--- Start Records for processing ---

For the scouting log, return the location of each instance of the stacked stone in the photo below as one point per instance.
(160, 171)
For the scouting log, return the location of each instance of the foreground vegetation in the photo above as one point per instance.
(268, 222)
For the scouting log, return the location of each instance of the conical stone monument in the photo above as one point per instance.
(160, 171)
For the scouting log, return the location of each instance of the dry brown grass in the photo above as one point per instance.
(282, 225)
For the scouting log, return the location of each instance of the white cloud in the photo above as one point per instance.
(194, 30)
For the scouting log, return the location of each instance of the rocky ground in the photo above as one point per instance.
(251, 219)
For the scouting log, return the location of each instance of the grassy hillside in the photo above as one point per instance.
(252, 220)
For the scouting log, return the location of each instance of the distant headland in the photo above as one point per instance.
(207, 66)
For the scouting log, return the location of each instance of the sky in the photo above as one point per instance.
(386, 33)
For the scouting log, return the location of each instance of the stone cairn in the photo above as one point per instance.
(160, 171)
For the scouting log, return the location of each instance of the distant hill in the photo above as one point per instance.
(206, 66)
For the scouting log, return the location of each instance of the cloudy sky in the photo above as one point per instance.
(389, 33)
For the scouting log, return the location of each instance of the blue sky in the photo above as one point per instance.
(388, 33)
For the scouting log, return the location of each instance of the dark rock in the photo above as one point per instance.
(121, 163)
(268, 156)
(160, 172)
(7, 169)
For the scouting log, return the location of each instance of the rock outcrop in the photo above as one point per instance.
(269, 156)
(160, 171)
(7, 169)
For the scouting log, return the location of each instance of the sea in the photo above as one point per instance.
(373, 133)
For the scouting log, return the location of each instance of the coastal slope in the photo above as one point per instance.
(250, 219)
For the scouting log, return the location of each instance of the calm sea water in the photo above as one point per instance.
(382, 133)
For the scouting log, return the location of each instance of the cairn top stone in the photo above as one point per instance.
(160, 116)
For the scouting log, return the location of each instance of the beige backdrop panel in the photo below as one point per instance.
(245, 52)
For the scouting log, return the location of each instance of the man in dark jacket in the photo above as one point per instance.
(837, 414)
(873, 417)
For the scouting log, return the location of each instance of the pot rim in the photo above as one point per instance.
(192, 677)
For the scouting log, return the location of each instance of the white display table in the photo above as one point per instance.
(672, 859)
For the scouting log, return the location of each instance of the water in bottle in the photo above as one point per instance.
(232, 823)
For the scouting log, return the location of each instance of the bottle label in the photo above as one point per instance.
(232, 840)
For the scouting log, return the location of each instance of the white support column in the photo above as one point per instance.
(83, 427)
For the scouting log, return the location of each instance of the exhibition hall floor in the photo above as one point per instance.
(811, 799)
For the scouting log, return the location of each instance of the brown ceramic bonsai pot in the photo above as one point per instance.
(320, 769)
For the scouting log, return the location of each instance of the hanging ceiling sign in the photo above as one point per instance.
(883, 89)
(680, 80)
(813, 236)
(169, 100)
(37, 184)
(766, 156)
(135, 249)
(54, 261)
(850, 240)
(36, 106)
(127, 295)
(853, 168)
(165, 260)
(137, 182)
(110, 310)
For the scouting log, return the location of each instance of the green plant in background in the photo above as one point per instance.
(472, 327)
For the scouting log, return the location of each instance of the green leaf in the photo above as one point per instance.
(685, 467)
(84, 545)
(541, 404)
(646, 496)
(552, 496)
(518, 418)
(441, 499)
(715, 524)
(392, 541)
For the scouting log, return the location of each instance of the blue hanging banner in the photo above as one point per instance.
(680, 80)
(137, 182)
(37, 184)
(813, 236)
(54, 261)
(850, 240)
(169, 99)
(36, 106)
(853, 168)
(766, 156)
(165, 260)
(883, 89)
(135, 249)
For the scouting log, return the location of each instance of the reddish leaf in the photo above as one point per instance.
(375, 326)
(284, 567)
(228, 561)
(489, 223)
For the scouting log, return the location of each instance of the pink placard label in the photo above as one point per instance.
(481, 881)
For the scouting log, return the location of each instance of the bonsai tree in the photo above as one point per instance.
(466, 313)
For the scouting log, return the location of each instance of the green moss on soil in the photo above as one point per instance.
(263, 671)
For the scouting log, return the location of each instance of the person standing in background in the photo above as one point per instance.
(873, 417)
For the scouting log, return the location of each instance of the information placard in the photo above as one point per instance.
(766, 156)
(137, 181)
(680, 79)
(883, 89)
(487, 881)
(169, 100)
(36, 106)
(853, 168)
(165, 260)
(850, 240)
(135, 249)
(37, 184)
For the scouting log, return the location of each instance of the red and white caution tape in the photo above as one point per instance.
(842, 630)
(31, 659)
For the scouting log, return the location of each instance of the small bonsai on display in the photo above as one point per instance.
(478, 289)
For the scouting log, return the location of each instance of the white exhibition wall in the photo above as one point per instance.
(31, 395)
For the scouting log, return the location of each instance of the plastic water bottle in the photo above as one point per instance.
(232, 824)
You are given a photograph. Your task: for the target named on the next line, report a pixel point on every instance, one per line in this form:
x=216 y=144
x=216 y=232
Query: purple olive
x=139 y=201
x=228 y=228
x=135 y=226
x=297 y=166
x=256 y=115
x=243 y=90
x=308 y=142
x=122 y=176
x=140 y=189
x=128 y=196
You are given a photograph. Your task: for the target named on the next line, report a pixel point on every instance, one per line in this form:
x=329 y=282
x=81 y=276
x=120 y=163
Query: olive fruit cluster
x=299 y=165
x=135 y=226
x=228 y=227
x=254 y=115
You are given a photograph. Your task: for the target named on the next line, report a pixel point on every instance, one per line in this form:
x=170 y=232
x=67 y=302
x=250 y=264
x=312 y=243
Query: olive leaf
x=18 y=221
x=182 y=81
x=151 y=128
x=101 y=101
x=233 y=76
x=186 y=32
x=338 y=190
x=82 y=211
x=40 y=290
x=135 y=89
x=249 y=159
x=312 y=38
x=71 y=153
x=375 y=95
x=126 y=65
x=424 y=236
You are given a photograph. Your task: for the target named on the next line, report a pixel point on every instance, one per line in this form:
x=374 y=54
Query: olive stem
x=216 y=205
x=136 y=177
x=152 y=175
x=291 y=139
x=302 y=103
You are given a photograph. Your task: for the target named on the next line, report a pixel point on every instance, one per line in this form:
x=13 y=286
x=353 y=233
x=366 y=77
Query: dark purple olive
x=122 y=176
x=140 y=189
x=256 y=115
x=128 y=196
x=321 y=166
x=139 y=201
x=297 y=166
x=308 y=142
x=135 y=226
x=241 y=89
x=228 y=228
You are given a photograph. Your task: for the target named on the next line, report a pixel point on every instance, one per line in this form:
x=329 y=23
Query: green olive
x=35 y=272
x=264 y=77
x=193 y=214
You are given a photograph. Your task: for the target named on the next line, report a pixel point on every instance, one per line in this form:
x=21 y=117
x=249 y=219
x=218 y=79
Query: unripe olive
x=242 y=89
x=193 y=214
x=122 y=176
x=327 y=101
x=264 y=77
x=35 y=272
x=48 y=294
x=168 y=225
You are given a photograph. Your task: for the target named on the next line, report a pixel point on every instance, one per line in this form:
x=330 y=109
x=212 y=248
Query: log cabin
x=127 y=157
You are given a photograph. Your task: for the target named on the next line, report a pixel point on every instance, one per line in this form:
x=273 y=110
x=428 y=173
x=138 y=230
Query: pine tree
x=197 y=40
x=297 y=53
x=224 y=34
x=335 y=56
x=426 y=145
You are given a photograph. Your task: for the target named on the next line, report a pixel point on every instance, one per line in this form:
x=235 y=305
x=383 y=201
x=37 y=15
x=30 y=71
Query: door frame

--- End Records for processing ---

Each line of the material above must be retyped precisely.

For the scouting log, return the location of each instance of the stacked stone in the photo below as one point per instance.
(160, 171)
For the scouting log, return the location of each instance of the foreground vegetation in the photo above as one point per instance.
(268, 222)
For the scouting log, return the location of each instance of the conical stone monument in the photo above as one point per instance.
(160, 171)
For the scouting log, return the location of each instance of the dry brown grass in the photo above as one point per instance.
(282, 225)
For the scouting log, return the location of each instance of the white cloud in the photo above as one point per instance.
(194, 30)
For the scouting log, return the location of each instance of the rocky ground in the photo above as one point per instance.
(251, 219)
For the scouting log, return the location of each instance of the grassy hillside in the photo above as one point per instance.
(252, 220)
For the scouting log, return the location of each instance of the distant headland in the photo above as one point per instance.
(207, 66)
For the scouting log, return the location of each instance of the sky in the photo above as one point per instance.
(386, 33)
For the scouting log, return the location of each instance of the stone cairn in the photo above as one point per instance.
(160, 171)
For the scouting log, return the location of each instance of the distant hill in the photo above as one point per instance.
(206, 66)
For the scouting log, return the location of each instance of the cloudy sky in the photo above as one point per instance.
(389, 33)
For the scouting log, return the location of each instance of the blue sky in the photo above as one point per instance.
(388, 33)
For the scouting log, return the location of each instance of the dark rock in the photo above as one point per instance.
(121, 163)
(268, 156)
(160, 172)
(7, 169)
For the scouting log, return the location of each instance of the rock outcrop in the photo above as one point per instance.
(269, 156)
(160, 171)
(7, 169)
For the scouting log, return the location of each instance of the sea in the photo above as one point per instance.
(373, 133)
For the scouting log, return the location of each instance of the coastal slope in the photo above as one point per instance.
(250, 219)
For the scouting log, return the location of each instance of the calm sea water in the photo above as one point per instance.
(382, 133)
For the scouting log, return the location of each instance of the cairn top stone in the photo above as one point per instance.
(160, 116)
For the scouting log, return the location of each instance of the beige backdrop panel in the photo below as one point per instance.
(245, 52)
For the scouting log, return the location of each instance of the man in dark jacket in the photo above as one point per instance.
(837, 414)
(873, 417)
For the scouting log, return the location of each instance of the pot rim in the photo above as one point per instance.
(192, 677)
For the scouting log, return the location of each instance of the white display table in the photo above as one point per instance.
(672, 859)
For the scouting log, return the location of each instance of the water in bottle in the photo above as one point per instance.
(232, 823)
For the scouting log, return the location of each instance of the bottle label in the photo above as one point per instance.
(232, 840)
For the scouting log, return the location of each instance of the white support column in the photo above as one point per instance.
(83, 427)
For the scouting log, return the location of each instance of the exhibition hall floor in the photo above as one point per instance.
(811, 799)
For the scouting log, return the location of each instance of the brown ceramic bonsai pot in the photo above as one point per instance.
(320, 769)
For the scouting log, return the location of each instance of the hanging ceiling sign in the photo above as one point per instance.
(883, 89)
(680, 80)
(813, 236)
(169, 100)
(37, 184)
(766, 156)
(135, 249)
(54, 261)
(850, 240)
(36, 106)
(127, 295)
(853, 168)
(165, 260)
(137, 182)
(110, 310)
For the scouting log, return the location of each instance of the green plant in background in the photo above as one point per instance.
(472, 327)
For the scouting log, return the location of each instance of the green leaf in the photo above as one point per instance.
(685, 467)
(84, 545)
(541, 404)
(646, 496)
(552, 496)
(518, 418)
(441, 499)
(715, 524)
(392, 541)
For the scouting log, return the location of each instance of the blue hanging banner in the photo above as one point per instance.
(680, 80)
(137, 182)
(37, 184)
(813, 236)
(54, 261)
(850, 240)
(169, 99)
(36, 106)
(853, 168)
(766, 156)
(165, 260)
(883, 89)
(135, 249)
For the scouting log, return the location of each instance of the reddish leaf in the photo above as one point per instance.
(375, 326)
(284, 567)
(228, 561)
(489, 223)
For the scouting log, return the location of each instance of the pink placard label in the photo above as one point per instance.
(481, 881)
For the scouting log, return the location of each instance of the bonsai tree in the photo above as one point per instance.
(466, 313)
For the scouting log, return the location of each instance of the green moss on soil in the photo above as one point per instance.
(263, 671)
For the scouting log, return the location of each instance of the person standing in background in the photo above as one point per instance.
(873, 417)
For the scouting log, return the location of each instance of the information placard in the photo above as one point per instance.
(766, 156)
(137, 181)
(680, 79)
(883, 89)
(487, 881)
(169, 100)
(36, 106)
(853, 168)
(165, 260)
(850, 240)
(135, 249)
(37, 184)
For the scouting log, return the location of each instance of the red and white caution tape in the photo above as one point per instance.
(842, 630)
(31, 659)
For the scouting log, return the location of each instance of the small bonsai on display in the photo above as one point per instance.
(478, 289)
For the scouting log, return the location of each instance of the white exhibition wall in the photo above as one point per instance.
(31, 395)
For the scouting log, return the location of each instance of the plastic water bottle in the photo above as one point per instance.
(232, 824)
You are given a photograph. Your task: for the target named on the next line, report a pixel point on every instance, one per line in this form:
x=216 y=144
x=216 y=232
Query: purple olive
x=139 y=201
x=228 y=228
x=135 y=226
x=297 y=166
x=256 y=115
x=243 y=90
x=308 y=142
x=122 y=176
x=140 y=189
x=128 y=196
You are given a photograph. Your task: for the target named on the next line, report a pixel point on every instance, one per line in this form:
x=329 y=282
x=81 y=276
x=120 y=163
Query: olive fruit cluster
x=299 y=165
x=135 y=226
x=228 y=227
x=254 y=115
You are given a photograph. Your task: for the target named on the next line, report a pixel point on every instance, one per line in this form:
x=170 y=232
x=67 y=302
x=250 y=264
x=312 y=243
Query: olive leaf
x=18 y=221
x=182 y=81
x=151 y=128
x=101 y=101
x=233 y=76
x=186 y=32
x=338 y=190
x=82 y=211
x=40 y=290
x=135 y=89
x=249 y=159
x=312 y=38
x=71 y=153
x=375 y=95
x=126 y=65
x=424 y=236
You are given a photograph. Your task: for the target named on the next line, report a pixel point on every instance, one per line in this form:
x=374 y=54
Query: olive stem
x=216 y=205
x=136 y=177
x=152 y=175
x=291 y=139
x=302 y=103
You are given a photograph. Your task: for the target named on the next line, report a pixel point on every instance, one per line in this form:
x=13 y=286
x=353 y=233
x=366 y=77
Query: dark purple olive
x=122 y=176
x=140 y=189
x=256 y=115
x=128 y=196
x=321 y=166
x=139 y=201
x=297 y=166
x=308 y=142
x=135 y=226
x=241 y=89
x=228 y=228
You are given a photograph. Your task: for the target named on the next line, report a pixel point on every instance, one per line in this form:
x=329 y=23
Query: green olive
x=35 y=272
x=264 y=77
x=193 y=214
You are given a photograph. Your task: for the target named on the next line, report a pixel point on every instance, one per line in this form:
x=21 y=117
x=249 y=219
x=218 y=79
Query: unripe olive
x=242 y=89
x=193 y=214
x=122 y=176
x=327 y=101
x=264 y=77
x=35 y=272
x=48 y=294
x=168 y=225
You are given a photograph. Your task: for the target named on the next line, report a pixel point on every instance, one per line in this form:
x=330 y=109
x=212 y=248
Query: log cabin
x=127 y=157
You are given a photograph. Your task: for the target named on the next line, report a pixel point on every instance, one per line in this form:
x=273 y=110
x=428 y=173
x=138 y=230
Query: pine tree
x=197 y=40
x=297 y=53
x=224 y=34
x=335 y=56
x=426 y=145
You are given a photograph. Your task: for the target named on the next line, report a pixel point on every instance, one per line in this form:
x=235 y=305
x=383 y=201
x=37 y=15
x=30 y=71
Query: door frame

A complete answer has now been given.